About this task:
Scan the entries below for the word "building" and copy every line in which it occurs.

Data:
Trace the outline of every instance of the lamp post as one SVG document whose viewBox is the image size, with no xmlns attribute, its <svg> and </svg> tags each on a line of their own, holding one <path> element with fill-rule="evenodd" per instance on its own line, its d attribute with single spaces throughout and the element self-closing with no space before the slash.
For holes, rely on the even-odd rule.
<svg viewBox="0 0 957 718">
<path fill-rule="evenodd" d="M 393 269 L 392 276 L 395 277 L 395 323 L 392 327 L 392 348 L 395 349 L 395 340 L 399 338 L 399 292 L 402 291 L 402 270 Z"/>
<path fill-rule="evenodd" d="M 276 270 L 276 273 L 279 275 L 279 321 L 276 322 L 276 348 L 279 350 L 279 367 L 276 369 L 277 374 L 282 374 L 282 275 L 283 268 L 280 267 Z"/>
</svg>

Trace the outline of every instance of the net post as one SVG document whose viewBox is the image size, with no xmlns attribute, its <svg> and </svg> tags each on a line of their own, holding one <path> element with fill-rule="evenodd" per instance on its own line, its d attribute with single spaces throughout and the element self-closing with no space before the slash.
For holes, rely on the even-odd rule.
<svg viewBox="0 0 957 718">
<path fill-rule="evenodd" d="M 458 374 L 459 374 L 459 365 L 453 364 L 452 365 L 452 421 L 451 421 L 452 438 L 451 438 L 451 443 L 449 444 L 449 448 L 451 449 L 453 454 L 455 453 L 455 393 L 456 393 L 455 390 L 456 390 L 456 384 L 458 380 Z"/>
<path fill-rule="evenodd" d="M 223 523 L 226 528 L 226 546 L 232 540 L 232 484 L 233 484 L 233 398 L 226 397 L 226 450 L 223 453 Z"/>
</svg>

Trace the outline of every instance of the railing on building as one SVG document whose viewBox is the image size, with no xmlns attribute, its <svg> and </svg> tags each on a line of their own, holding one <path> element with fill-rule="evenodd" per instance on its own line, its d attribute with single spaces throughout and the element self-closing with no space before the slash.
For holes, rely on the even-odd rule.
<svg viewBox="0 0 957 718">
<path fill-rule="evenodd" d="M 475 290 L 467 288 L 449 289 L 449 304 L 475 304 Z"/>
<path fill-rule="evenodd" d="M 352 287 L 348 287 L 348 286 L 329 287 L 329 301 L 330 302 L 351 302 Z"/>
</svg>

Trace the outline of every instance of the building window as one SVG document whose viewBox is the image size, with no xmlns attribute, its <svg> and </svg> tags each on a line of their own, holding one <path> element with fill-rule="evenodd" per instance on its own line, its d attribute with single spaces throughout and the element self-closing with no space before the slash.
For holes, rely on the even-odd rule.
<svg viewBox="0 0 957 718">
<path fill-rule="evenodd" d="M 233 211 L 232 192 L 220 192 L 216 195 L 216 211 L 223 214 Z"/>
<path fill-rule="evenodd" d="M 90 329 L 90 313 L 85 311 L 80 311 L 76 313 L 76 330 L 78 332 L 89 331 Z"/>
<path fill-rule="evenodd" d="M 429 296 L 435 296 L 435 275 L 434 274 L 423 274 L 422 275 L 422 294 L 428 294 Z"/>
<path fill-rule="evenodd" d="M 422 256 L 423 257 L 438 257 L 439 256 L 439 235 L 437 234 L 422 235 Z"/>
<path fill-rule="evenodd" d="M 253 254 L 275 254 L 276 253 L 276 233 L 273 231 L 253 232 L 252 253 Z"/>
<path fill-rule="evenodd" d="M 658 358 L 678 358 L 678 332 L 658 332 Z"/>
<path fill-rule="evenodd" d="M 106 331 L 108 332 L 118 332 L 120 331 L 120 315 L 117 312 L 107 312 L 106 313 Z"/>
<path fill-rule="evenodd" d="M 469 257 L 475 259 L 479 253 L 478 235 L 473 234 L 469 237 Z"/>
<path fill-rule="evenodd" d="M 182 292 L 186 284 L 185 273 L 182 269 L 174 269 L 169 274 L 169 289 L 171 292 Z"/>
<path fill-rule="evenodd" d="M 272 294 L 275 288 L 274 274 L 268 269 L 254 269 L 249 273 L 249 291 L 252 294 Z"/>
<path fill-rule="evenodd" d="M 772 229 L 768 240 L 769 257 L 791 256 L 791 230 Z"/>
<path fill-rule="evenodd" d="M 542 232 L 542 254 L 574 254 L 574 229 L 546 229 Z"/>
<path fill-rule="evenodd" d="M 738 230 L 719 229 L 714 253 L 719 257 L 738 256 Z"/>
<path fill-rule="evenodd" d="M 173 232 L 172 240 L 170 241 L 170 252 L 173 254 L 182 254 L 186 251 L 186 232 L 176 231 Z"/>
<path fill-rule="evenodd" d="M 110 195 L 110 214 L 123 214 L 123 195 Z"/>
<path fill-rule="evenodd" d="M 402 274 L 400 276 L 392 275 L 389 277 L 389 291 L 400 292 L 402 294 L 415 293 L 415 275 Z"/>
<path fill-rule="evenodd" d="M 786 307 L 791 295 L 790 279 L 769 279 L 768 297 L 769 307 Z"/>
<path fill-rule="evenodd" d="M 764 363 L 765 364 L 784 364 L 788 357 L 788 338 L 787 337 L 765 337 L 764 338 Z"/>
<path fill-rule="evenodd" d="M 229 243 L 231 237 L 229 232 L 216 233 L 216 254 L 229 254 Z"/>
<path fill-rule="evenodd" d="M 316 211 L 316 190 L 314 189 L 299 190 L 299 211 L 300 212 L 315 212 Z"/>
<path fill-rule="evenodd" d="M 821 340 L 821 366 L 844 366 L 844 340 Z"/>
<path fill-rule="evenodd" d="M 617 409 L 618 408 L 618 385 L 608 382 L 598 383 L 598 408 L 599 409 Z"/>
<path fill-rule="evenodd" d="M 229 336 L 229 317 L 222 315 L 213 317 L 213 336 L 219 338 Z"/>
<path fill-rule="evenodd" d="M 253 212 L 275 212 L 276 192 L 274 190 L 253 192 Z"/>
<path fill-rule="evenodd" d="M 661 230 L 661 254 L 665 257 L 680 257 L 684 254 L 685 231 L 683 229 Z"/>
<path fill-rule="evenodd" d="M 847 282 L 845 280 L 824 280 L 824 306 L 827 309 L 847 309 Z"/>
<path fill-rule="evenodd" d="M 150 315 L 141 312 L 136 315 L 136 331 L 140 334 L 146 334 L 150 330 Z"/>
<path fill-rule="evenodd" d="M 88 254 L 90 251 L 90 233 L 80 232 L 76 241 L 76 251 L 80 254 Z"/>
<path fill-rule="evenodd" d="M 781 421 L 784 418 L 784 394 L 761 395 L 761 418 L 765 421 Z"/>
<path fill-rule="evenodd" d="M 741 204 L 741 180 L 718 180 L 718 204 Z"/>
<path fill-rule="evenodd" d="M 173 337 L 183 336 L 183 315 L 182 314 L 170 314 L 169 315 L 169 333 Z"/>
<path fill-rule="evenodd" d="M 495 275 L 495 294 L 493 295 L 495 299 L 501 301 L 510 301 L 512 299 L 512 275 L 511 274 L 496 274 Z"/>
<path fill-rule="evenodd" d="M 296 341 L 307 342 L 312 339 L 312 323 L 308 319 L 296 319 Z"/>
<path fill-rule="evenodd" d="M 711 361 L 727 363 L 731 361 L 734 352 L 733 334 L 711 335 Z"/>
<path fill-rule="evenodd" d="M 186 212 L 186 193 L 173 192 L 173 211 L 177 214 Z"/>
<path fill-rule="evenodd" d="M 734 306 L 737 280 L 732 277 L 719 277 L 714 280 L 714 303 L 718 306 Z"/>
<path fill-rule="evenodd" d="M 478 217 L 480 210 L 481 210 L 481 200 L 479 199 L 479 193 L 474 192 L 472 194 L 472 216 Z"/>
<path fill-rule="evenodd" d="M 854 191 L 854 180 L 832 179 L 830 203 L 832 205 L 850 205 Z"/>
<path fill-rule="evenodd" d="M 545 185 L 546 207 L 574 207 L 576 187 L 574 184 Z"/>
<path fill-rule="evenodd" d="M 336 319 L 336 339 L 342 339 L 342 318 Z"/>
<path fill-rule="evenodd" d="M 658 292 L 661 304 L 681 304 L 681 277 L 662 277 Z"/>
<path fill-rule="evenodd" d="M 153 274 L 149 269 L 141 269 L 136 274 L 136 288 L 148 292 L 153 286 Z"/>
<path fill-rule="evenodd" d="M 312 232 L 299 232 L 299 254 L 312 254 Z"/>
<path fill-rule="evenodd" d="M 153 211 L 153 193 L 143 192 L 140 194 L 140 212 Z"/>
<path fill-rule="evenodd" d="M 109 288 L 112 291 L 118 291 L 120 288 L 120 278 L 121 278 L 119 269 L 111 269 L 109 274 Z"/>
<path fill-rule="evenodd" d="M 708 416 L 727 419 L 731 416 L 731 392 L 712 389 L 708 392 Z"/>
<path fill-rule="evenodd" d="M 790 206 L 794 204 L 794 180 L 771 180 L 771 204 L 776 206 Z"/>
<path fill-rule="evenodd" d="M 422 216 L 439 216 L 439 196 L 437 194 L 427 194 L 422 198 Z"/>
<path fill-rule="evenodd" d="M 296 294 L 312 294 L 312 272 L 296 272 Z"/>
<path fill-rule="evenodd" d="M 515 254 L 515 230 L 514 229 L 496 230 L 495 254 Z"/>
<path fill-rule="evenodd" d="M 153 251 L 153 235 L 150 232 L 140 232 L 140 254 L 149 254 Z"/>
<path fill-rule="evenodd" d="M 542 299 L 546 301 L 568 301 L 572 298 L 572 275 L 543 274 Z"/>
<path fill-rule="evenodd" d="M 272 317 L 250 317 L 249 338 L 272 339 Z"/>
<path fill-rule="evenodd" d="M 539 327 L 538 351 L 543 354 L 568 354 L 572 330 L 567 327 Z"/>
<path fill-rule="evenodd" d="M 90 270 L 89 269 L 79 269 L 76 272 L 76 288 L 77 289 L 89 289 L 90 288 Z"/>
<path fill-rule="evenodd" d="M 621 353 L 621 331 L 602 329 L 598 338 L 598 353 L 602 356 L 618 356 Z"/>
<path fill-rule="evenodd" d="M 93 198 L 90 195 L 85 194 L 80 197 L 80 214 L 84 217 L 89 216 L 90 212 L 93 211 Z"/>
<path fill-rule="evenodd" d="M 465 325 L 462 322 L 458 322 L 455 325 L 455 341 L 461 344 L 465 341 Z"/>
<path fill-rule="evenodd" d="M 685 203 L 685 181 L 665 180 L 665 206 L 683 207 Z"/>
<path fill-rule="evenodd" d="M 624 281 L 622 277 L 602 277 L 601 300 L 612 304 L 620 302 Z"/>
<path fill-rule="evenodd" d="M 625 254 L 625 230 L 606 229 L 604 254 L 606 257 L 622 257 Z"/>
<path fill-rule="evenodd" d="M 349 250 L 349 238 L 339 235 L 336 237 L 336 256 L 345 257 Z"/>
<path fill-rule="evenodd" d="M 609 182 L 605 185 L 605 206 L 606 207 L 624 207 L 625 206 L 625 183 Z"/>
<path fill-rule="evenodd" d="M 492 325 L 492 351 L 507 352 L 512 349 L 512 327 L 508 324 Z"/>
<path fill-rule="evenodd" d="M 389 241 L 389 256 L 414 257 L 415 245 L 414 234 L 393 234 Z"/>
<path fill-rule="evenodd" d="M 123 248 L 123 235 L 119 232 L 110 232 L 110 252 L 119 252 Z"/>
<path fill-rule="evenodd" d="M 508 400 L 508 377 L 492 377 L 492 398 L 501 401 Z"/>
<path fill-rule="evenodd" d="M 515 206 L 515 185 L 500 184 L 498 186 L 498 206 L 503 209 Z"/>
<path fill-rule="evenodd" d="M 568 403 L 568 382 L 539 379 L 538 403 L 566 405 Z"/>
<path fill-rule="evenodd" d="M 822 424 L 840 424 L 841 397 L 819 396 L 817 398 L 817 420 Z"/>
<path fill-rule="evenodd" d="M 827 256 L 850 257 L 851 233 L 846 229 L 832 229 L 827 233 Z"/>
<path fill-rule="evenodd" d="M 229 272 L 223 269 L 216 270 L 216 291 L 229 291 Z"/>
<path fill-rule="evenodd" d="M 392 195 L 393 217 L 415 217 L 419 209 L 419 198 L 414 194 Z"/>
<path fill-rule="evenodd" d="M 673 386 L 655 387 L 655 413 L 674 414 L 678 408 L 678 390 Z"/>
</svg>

Reply:
Trace the outline of every instance of the railing on building as one SVG document whose viewBox is the image size, with no xmlns attribute, its <svg> and </svg> tags each on a line of their own, holding one <path> element with fill-rule="evenodd" per instance on its own line, its d attribute with single spaces throughout and the element self-closing with no space before the slash.
Trace the outline of every instance of the building window as one SVG document whose viewBox is the image size, with no xmlns attribute, its <svg> and </svg> tags each on a line of their own, holding one <path> element with fill-rule="evenodd" per instance on its own line, its d attribute with single spaces throughout and the element self-closing with no space before the slash.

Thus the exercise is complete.